Goal of the exercise → Rewrite the listing below from its start up to and including the line with "[499,478,550,514]", keeping every line and adding 109 to each bounding-box coordinate in the answers. Leave out the pictures.

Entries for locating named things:

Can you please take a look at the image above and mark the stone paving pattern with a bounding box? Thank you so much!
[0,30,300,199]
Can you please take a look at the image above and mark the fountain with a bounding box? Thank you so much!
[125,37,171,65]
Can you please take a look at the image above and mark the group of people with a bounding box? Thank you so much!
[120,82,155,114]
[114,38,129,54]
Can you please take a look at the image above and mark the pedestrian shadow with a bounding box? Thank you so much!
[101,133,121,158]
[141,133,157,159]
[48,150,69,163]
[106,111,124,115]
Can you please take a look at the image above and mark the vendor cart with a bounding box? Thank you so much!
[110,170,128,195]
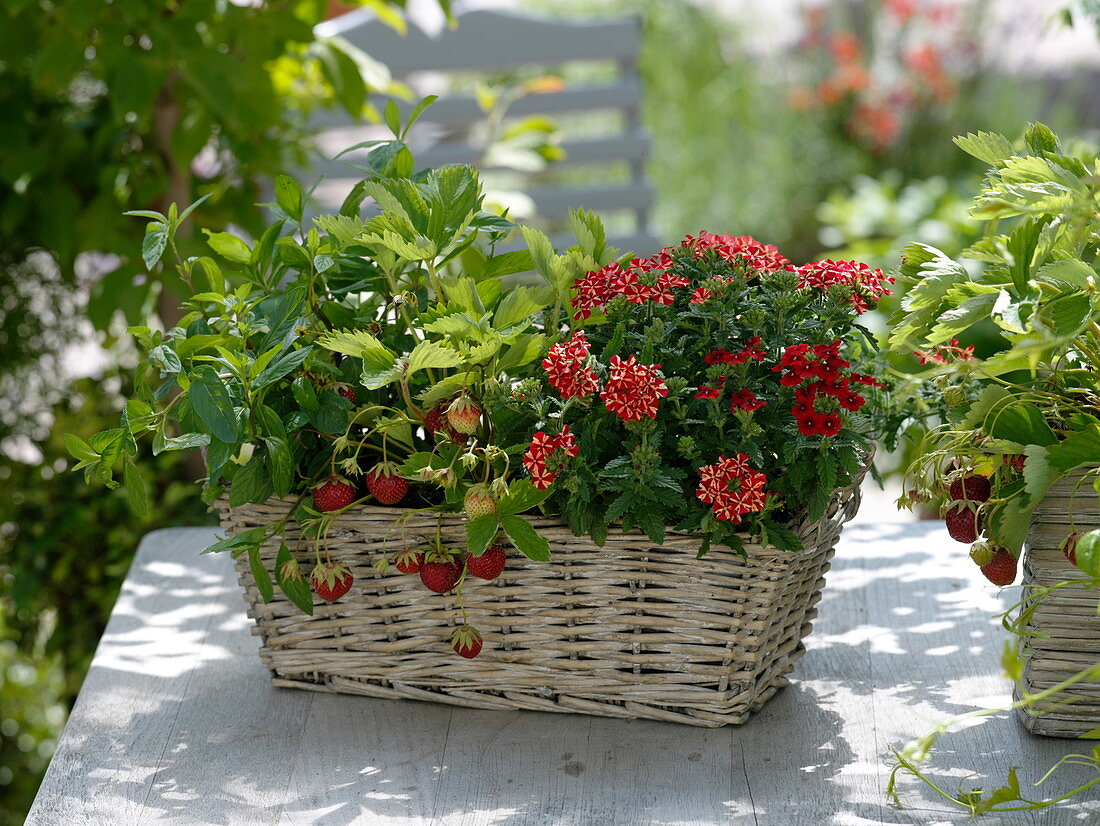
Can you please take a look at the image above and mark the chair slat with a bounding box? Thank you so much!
[317,9,640,76]
[311,132,649,178]
[527,181,653,219]
[311,77,641,129]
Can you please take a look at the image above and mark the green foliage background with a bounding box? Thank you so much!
[0,0,1088,826]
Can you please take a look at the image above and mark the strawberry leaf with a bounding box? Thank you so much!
[466,514,501,557]
[1075,529,1100,576]
[275,542,314,616]
[501,514,550,562]
[499,478,550,514]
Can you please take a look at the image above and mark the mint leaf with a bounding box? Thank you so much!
[249,544,275,604]
[202,527,267,557]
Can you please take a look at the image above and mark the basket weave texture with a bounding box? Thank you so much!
[1016,470,1100,737]
[216,466,859,727]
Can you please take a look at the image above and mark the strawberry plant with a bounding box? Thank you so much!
[66,99,572,651]
[890,124,1100,814]
[890,124,1100,579]
[67,99,889,657]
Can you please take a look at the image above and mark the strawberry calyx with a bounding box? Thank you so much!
[451,625,484,660]
[462,483,497,519]
[309,561,355,603]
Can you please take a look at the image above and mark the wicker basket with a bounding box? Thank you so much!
[216,466,859,726]
[1016,471,1100,737]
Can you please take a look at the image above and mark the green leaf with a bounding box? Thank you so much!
[1035,258,1097,287]
[1075,528,1100,576]
[275,175,303,223]
[890,243,970,354]
[963,384,1012,430]
[400,94,439,139]
[407,341,462,375]
[986,403,1058,445]
[202,527,267,557]
[954,132,1012,164]
[485,250,535,278]
[466,514,501,557]
[1042,425,1100,473]
[63,433,99,471]
[496,333,547,373]
[176,192,213,227]
[141,223,168,269]
[122,459,150,520]
[1024,444,1057,503]
[501,514,550,562]
[498,478,550,514]
[385,98,402,137]
[493,287,547,330]
[264,436,294,498]
[252,346,314,390]
[229,449,274,508]
[290,376,318,412]
[202,230,252,264]
[275,542,314,616]
[309,388,350,436]
[317,330,394,360]
[187,367,240,442]
[360,361,405,390]
[249,544,275,605]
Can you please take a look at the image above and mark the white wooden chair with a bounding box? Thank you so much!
[309,4,659,254]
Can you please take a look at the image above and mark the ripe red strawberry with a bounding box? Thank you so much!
[394,548,424,574]
[366,462,409,505]
[309,562,355,603]
[420,550,462,594]
[424,401,465,442]
[462,485,496,519]
[970,542,993,568]
[466,544,507,581]
[447,396,481,433]
[337,384,356,405]
[947,473,992,502]
[944,503,981,544]
[981,548,1016,587]
[1062,530,1085,565]
[451,625,482,660]
[314,476,355,513]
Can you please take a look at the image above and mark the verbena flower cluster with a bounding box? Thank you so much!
[513,232,891,556]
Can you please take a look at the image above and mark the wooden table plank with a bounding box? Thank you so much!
[28,523,1100,826]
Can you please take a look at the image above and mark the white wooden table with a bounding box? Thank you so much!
[28,514,1100,826]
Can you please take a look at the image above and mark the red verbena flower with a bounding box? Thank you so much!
[524,425,580,491]
[795,258,893,315]
[729,388,765,412]
[695,453,768,525]
[690,287,714,304]
[600,355,669,421]
[913,339,974,364]
[681,230,791,273]
[542,330,600,398]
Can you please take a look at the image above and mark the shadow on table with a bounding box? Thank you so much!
[43,525,1088,826]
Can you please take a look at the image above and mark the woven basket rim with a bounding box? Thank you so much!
[215,445,875,555]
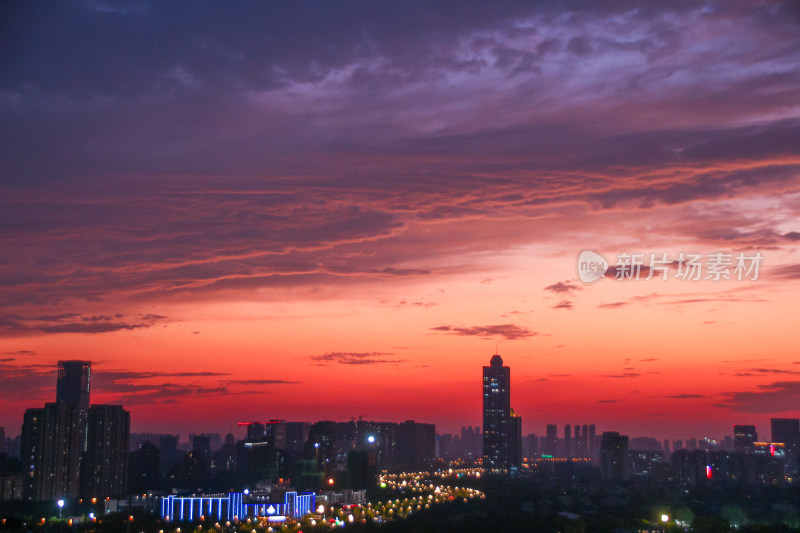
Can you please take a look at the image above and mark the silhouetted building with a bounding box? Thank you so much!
[770,418,800,478]
[508,409,522,469]
[600,431,629,480]
[264,420,286,450]
[56,361,92,411]
[81,405,131,498]
[347,450,378,490]
[393,420,436,470]
[286,422,311,459]
[733,424,758,453]
[158,435,181,478]
[770,418,800,449]
[483,354,511,471]
[542,424,558,457]
[128,441,161,494]
[22,402,86,501]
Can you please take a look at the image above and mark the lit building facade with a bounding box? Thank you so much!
[21,402,86,501]
[81,405,131,498]
[483,354,511,471]
[161,492,316,522]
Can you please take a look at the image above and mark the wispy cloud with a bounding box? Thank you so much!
[310,352,406,365]
[719,381,800,413]
[431,324,539,341]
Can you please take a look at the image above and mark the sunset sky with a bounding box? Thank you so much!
[0,0,800,440]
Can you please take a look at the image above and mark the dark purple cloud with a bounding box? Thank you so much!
[0,1,800,320]
[544,281,583,294]
[719,381,800,413]
[431,324,539,341]
[0,313,167,334]
[310,352,406,365]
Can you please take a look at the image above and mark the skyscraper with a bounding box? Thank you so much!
[733,424,758,453]
[81,405,131,497]
[22,402,86,501]
[483,354,511,471]
[600,431,629,480]
[56,361,92,411]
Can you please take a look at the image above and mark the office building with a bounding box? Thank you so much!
[22,402,86,501]
[81,405,131,498]
[733,424,758,453]
[56,361,92,411]
[600,431,630,480]
[483,354,511,471]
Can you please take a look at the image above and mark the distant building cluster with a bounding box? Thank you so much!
[12,361,130,501]
[0,354,800,521]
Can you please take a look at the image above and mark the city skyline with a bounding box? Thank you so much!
[0,1,800,440]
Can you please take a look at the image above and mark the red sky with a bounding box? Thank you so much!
[0,2,800,438]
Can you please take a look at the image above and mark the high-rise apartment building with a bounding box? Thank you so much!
[21,402,86,501]
[81,405,131,498]
[56,361,92,411]
[483,354,511,471]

Solution to the problem →
Can you please take a look at the image above and mark the stone paving pattern with a bounding box? Thank you so much!
[109,139,409,308]
Can you please take a look at the image above and mark the fountain with a bounding box? Thank you so much!
[234,146,280,174]
Can you please take a look at the image above and mark the group of people with a bounding box? Thank you so much!
[229,191,264,223]
[223,147,238,163]
Can you please take a look at the image above and mark the pedestrian shadow with a bounding box? Thank you so much!
[210,242,230,267]
[250,242,266,268]
[157,259,178,272]
[215,220,233,224]
Can you please take a look at the image above and mark the vendor cart with a bounding box? Thank you so much!
[219,279,237,304]
Can you please take a look at the image above and mark the chair slat with a bounding box? Thank you so much!
[426,118,749,185]
[420,241,758,287]
[636,290,762,328]
[420,186,750,238]
Can you please take a look at the image above and mark the green foliage background with a bounding box? Thank you so much!
[109,109,1197,935]
Can you please take a look at the image above and mark the strawberry leaf with a bounding box? Thank you so much!
[575,623,610,666]
[1184,638,1209,685]
[384,651,423,725]
[610,623,659,671]
[608,587,659,623]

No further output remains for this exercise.